■ **MATERIAL SHOWN**
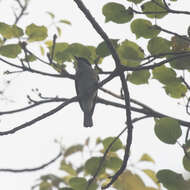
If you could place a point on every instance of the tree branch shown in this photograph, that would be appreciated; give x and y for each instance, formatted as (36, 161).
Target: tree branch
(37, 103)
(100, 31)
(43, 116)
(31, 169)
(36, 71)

■ **TASK DETAILS**
Take the records above and transcribe them exactly, dropping every picture.

■ **ANSWER BOX**
If you could place a point on every instance of the tree branch shown in this photograph, that would be appreciated; give x and y for each instance, formatted as (36, 161).
Target: tree branch
(37, 103)
(100, 31)
(43, 116)
(31, 169)
(36, 71)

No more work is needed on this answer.